• **STORED DATA**:

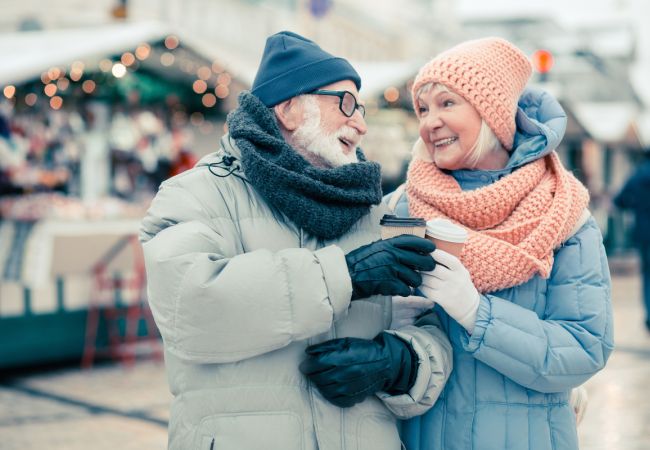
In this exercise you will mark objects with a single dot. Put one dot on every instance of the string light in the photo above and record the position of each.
(127, 59)
(119, 70)
(204, 73)
(216, 67)
(54, 73)
(171, 42)
(105, 65)
(56, 102)
(63, 84)
(199, 86)
(142, 52)
(221, 91)
(224, 79)
(88, 86)
(209, 100)
(50, 90)
(9, 91)
(196, 119)
(30, 99)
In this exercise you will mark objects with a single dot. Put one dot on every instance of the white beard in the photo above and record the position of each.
(310, 137)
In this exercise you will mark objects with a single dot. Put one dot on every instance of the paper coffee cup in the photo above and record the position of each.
(392, 226)
(446, 235)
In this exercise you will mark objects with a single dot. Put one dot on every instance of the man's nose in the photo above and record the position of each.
(358, 122)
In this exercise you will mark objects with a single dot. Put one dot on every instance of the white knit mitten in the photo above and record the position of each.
(450, 285)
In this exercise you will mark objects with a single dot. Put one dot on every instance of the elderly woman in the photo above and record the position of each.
(527, 304)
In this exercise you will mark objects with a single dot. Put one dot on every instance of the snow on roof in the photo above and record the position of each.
(25, 55)
(606, 121)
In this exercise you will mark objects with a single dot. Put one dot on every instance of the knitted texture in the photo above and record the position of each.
(489, 73)
(514, 224)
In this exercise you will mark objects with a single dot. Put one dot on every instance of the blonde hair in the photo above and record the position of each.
(486, 141)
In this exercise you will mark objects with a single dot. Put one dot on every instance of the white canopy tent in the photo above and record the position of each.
(27, 54)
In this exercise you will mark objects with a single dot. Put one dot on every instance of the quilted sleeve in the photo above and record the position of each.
(573, 339)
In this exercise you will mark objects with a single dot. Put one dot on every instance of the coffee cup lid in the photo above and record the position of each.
(394, 221)
(446, 230)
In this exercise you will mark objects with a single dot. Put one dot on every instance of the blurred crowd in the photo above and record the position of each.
(89, 153)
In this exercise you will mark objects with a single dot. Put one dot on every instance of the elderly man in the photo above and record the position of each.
(268, 282)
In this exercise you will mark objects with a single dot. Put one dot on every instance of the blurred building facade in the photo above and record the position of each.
(608, 124)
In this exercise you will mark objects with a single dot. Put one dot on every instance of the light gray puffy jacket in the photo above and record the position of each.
(238, 292)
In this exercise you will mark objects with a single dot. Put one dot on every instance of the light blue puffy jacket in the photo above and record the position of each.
(532, 343)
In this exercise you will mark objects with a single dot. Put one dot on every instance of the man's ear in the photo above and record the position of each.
(289, 113)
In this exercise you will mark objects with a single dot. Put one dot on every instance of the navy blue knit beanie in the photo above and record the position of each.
(293, 65)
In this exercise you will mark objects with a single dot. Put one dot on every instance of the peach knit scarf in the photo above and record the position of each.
(514, 224)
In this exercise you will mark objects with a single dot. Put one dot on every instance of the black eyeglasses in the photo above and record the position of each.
(347, 101)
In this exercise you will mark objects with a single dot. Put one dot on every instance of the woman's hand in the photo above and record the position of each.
(450, 285)
(407, 309)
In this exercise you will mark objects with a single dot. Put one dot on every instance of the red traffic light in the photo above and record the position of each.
(543, 61)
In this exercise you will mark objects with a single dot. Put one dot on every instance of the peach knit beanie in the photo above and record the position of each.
(489, 73)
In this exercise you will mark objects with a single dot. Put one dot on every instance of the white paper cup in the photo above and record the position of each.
(447, 236)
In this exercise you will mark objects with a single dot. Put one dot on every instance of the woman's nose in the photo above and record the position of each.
(431, 121)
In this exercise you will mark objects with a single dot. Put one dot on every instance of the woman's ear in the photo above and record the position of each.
(289, 113)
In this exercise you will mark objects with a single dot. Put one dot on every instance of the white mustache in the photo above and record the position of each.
(349, 134)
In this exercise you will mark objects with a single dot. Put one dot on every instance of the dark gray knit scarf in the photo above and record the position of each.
(324, 202)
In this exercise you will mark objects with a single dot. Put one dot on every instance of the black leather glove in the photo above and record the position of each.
(348, 370)
(389, 267)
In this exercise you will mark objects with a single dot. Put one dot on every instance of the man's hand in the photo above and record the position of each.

• **TASK DIRECTIONS**:
An exact copy of the entries above is required, with the pictures left out.

• **FINISHED EXERCISE**:
In this exercise you will mark objects with a single dot. Put one dot on every instance of the string light in the photo above and record the position of each.
(127, 59)
(119, 70)
(204, 73)
(216, 67)
(54, 73)
(171, 42)
(105, 65)
(56, 102)
(63, 84)
(199, 86)
(142, 52)
(221, 91)
(224, 79)
(88, 86)
(209, 100)
(50, 90)
(9, 91)
(196, 119)
(30, 99)
In this exercise you will mark objects with a single dot. Put one dot on every instance of the white beard in the photo above and record the position of each.
(310, 137)
In this exercise you will mark objects with a single dot. Put one dot on every instance of the paper coffee cup in the photo above and record the position of each.
(392, 226)
(446, 235)
In this exercise you will mark objects with a single dot. Put one dot on every instance of the man's nose in the photo above and record the position of each.
(358, 122)
In this exercise you will mark objects with a single dot. Put one dot on every instance of the white knit mitten in the photo above and record the position of each.
(450, 285)
In this exercise you will mark objects with a single dot. Put one dot on every instance of the elderly woman in the photo above and record the position of each.
(527, 304)
In this exercise you will mark objects with a single dot. Put one dot on every instance of the snow on roof in the photo above and record the position of each.
(25, 55)
(606, 121)
In this exercise you will mark objects with a single dot. Put one dot on every instance of the knitted texture in the photo above and record the position of each.
(489, 73)
(514, 224)
In this exercise you will mark objects with a single dot. Put one dot on every instance of the blonde hair in the photo above and record the position of each.
(486, 141)
In this exercise you will mark objects with a single dot. Put one dot on every instance of the white canopy tent in the photo above and record the position of each.
(27, 54)
In this exercise you will mark objects with a single dot. Put one dot on every instance of the quilted sleeve in the photo above and record the position of each.
(573, 339)
In this exercise you will mark objects with a single dot. Put one dot on every instance of the coffee cup lid in the photo above and record the position of each.
(394, 221)
(446, 230)
In this exercise you will mark objects with a single dot. Put one dot on every instance of the blurred crowd in the photo above and record the position of each.
(89, 153)
In this exercise you will mark objects with a single dot. Put one dot on every instance of the elderly man in the photo above and record the position of each.
(268, 282)
In this exercise you will mark objects with a single dot. Put one dot on every instance of the blurred building facade in the photo above and record the position of each.
(608, 124)
In this exercise you will mark objects with a single dot. Put one dot on every instance of the light gray puffy jacket in the photo above and record the position of each.
(238, 292)
In this exercise you will mark objects with a single dot. Put one dot on every instance of the light blue puffy jacket in the photo above and record the position of each.
(532, 343)
In this exercise you will mark objects with a single dot. Put one dot on every instance of the man's ear in the photo above and record the position of each.
(289, 113)
In this exercise you will mark objects with a single dot. Put one dot on every instance of the navy blue knit beanie in the photo above and record the position of each.
(293, 65)
In this exercise you will mark objects with a single dot. Put one dot on every instance of the peach knit scarf in the photo above and record the position of each.
(514, 224)
In this exercise you will mark objects with a single dot. Put one dot on every instance of the black eyeglasses in the photo above and record the position of each.
(347, 101)
In this exercise you will mark objects with a single dot. Put one dot on every instance of the woman's hand in the photo above and record the position of each.
(450, 285)
(407, 309)
In this exercise you will mark objects with a single dot. Put one dot on every instance of the red traffic light in the photo above and record the position of each.
(543, 61)
In this exercise you will mark objects with a single dot. Put one dot on every instance of the peach knit beanie in the photo above and record the position of each.
(489, 73)
In this exercise you will mark objects with a single dot. Put one dot on every instance of the white paper cup in the photo above and record the position of each.
(447, 236)
In this exercise you will mark objects with a single dot. Put one dot on every instance of the woman's nose in the photo above and record the position of each.
(431, 121)
In this exercise you will mark objects with a single dot. Put one dot on every instance of the woman's ear in the photo above and record the position of each.
(289, 113)
In this exercise you will mark objects with a single dot. Put one dot on every instance of the white mustache in the photo above and record the position of each.
(349, 134)
In this exercise you will mark objects with a single dot. Put one dot on every instance of the dark gray knit scarf in the photo above and record the position of each.
(324, 202)
In this exercise you will mark objects with a single dot. Put one dot on every instance of the black leather glove in the photo above and record the position of each.
(348, 370)
(389, 267)
In this exercise you will mark objects with a single dot. Put one dot on every instance of the man's hand in the photo above and record the position of each.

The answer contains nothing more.